_Quoted text_

In summary, the beam antenna of the disclosure may adopt the specially designed thin-film layer and conductor layer to improve the far-field radiation efficiency of the beam antenna, so as to improve the maximum gain of the beam antenna. The beam antenna also adopts specially designed trigger particles of the thin-film layer to effectively decrease parasitic media and ohmic loss of the beam antenna, so as to effectively improve a pattern coverage range of a far-field radiation beam of the beam antenna.
It will be apparent to those skilled in the art that various modifications and variations can be made to the structure of the disclosure without departing from the scope or spirit of the disclosure. In view of the foregoing, it is intended that the disclosure cover modifications and variations of this disclosure provided they fall within the scope of the following claims and their equivalents.
Claims (23)
1. A beam antenna, comprising:
a first material layer, having a signal source and a first conductor layer, wherein the first conductor layer is adhered on a surface of the first material layer, and the signal source is electrically coupled or connected to the first conductor layer;
a second material layer, having at least one first thin-film layer, wherein the first thin-film layer is adhered on a surface of the second material layer, and the first thin-film layer comprises:
an insulating gel, composed of a macromolecular material; and
a plurality of trigger particles, comprising at least one of organometallic particles, a chelation, and a semiconductor material with an energy gap greater than or equal to 3 electron-volts (eV), and adapted to be activated when irradiated by a laser energy, wherein a wavelength of the laser energy is between 430 and 1080 nm;
at least one first radiating conductor unit, adhered on a surface of the first thin-film layer, wherein the first thin-film layer is located between the first radiating conductor unit and the second material layer; and
an energy transmission conductor structure, disposed between the first material layer and the second material layer, and having a first terminal and a second terminal, wherein the first terminal is electrically coupled or connected to the signal source, and the second terminal is electrically coupled or connected to the first radiating conductor unit, and excites the beam antenna to generate at least one resonant mode to cover operating frequencies of at least one communication system band.

_Extracted entries_
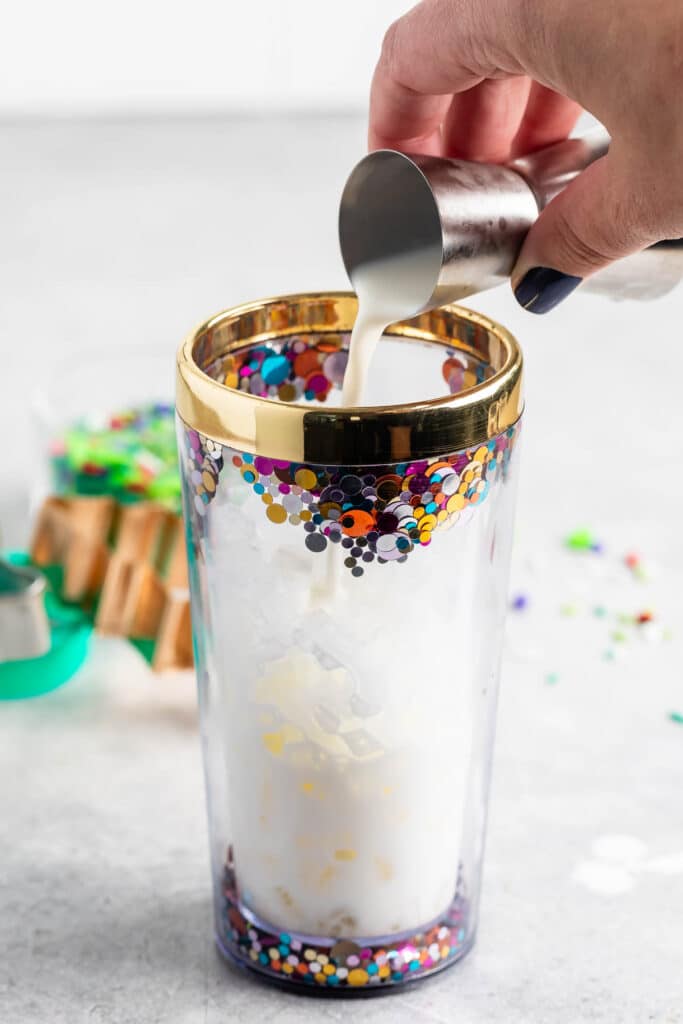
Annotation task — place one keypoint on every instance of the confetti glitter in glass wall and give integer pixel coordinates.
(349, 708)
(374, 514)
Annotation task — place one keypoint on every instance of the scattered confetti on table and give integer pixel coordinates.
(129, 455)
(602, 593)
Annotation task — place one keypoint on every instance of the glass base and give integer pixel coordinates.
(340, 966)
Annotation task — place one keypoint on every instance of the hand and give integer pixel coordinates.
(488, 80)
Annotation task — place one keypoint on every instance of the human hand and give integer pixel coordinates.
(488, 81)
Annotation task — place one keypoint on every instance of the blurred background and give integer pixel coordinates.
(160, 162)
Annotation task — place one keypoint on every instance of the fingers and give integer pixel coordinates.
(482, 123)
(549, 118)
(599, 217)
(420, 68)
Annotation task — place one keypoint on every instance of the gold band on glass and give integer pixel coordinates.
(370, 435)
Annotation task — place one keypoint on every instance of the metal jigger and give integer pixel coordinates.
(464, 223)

_What is required_
In the beam antenna text above, what is the wavelength range of the laser energy that activates the trigger particles? Please answer in a few words.

_Exercise answer_
Between 430 and 1080 nm.